> **PROBLEM**
Every record here needs to be written out again exactly.

> **PROVIDED DATA**
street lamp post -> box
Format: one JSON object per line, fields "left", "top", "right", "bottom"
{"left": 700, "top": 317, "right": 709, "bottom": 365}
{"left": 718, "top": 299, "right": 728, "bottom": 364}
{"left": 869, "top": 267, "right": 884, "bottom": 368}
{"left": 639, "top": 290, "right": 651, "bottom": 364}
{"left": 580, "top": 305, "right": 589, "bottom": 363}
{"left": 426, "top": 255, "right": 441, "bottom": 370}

> **ANSWER TO THE EXERCISE**
street lamp post -> box
Format: one JSON object per line, fields "left", "top", "right", "bottom"
{"left": 700, "top": 317, "right": 709, "bottom": 365}
{"left": 718, "top": 299, "right": 728, "bottom": 364}
{"left": 869, "top": 267, "right": 884, "bottom": 368}
{"left": 639, "top": 290, "right": 651, "bottom": 364}
{"left": 580, "top": 305, "right": 589, "bottom": 363}
{"left": 426, "top": 255, "right": 441, "bottom": 370}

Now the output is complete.